**TEXTE FOURNI**
——
Des labels, des réglementations sur le bien-être animal fleurissent en Europe. En France, la profession doit progresser et communiquer sur ses avancées avant que la réglementation ne s’impose, sans contrepartie financière.
« Les controverses sur l’élevage ne datent pas d’hier, portant sur quatre registres : environnement, bien-être animal, santé, socio-économique. Elles conduisent à un rejet dans son ensemble d’un modèle dit intensif », a commencé Christine Roguet, ingénieur de l’Ifip, lors de l’assemblée générale du GIE Élevages de Bretagne, le 22 juin. Dans le cadre du projet Accept mené de 2014 à 2018, elle travaille avec d’autres scientifiques et des sociologues sur les controverses sur l’élevage et les solutions pour y répondre.
Un parti animaliste en France
« Quels sont les droits des animaux ? Quels sont nos devoirs à leur égard ? » sont des questions que se pose aujourd’hui la société et qui se traduisent à plusieurs niveaux. « En 2015, les animaux ont changé de statut dans le Code civil, ils sont désormais reconnus comme des « êtres vivants doués de sensibilité ». En 2016, un parti animaliste a été lancé en France. Il en existe aussi dans le nord de l’Europe. » Deux éthiques se côtoient : le « welfarisme », défenseur du bien-être des animaux mais pas opposé à l’élevage, et l’abolitionnisme qui souhaite la fin de l’exploitation de toutes les espèces animales. À titre de comparaison, le premier courant compte 34 430 « amis » sur Facebook en France, alors que le 2e en totalise 649 000.
L’Allemagne se veut leader sur le bien-être animal.
« En Europe, des débats très vifs sont observés en Allemagne, au Danemark, aux Pays-Bas ; un peu moins en Espagne et Italie, la France étant intermédiaire. Les porcs et volailles sont les premières cibles, mais les bovins ne sont pas épargnés. Des lobbyings communs entre pays sont créés. » « En Allemagne, les controverses ont même conduit à un arrêt net de la croissance des productions animales à partir de 2010. Les végétariens représentent près de 10 % de la population, plus encore chez les jeunes. Les flexitariens, qui mangent occasionnellement de la viande, sont également nombreux. Dans le pays, les Verts ont gagné des votes. »
——
**LIGNES AFFICHÉES**
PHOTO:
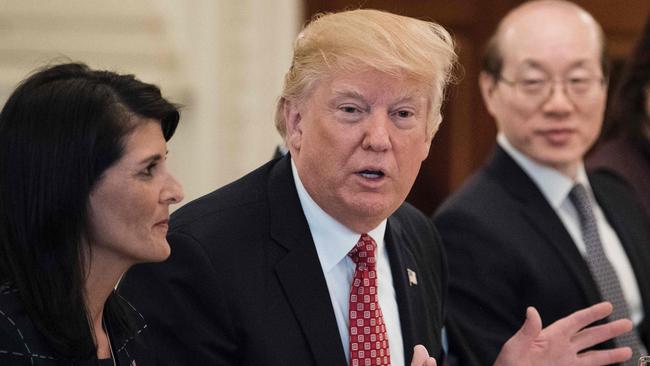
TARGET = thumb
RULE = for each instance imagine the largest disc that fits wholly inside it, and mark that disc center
(532, 326)
(421, 357)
——
**QUESTIONS À TRAITER**
1: Recopiez le passage du texte fourni qui commence par « Des labels, des » et se termine par « sans contrepartie financière. ».
2: D'après le texte fourni, en quelle année un parti animaliste a-t-il été lancé en France ?
3: Reprenez sous forme de liste le paragraphe du texte fourni qui commence par « En Europe, des débats très vifs », en gardant ses faits principaux.

**RÉPONSES AUX QUESTIONS**
1:
Des labels, des réglementations sur le bien-être animal fleurissent en Europe. En France, la profession doit progresser et communiquer sur ses avancées avant que la réglementation ne s’impose, sans contrepartie financière.

2: En 2016.

3:
- Les débats sont très vifs en Allemagne, au Danemark et aux Pays-Bas. Ils le sont un peu moins en Espagne et en Italie, et la France se situe entre les deux.
- Les porcs et les volailles sont les premières cibles, mais les bovins sont aussi visés.
- Des lobbyings communs entre pays sont créés.
- En Allemagne, la croissance des productions animales s'est arrêtée net à partir de 2010.
- Les végétariens y représentent près de 10 % de la population, et plus encore chez les jeunes. Les flexitariens y sont aussi nombreux.
- Les Verts ont gagné des votes en Allemagne.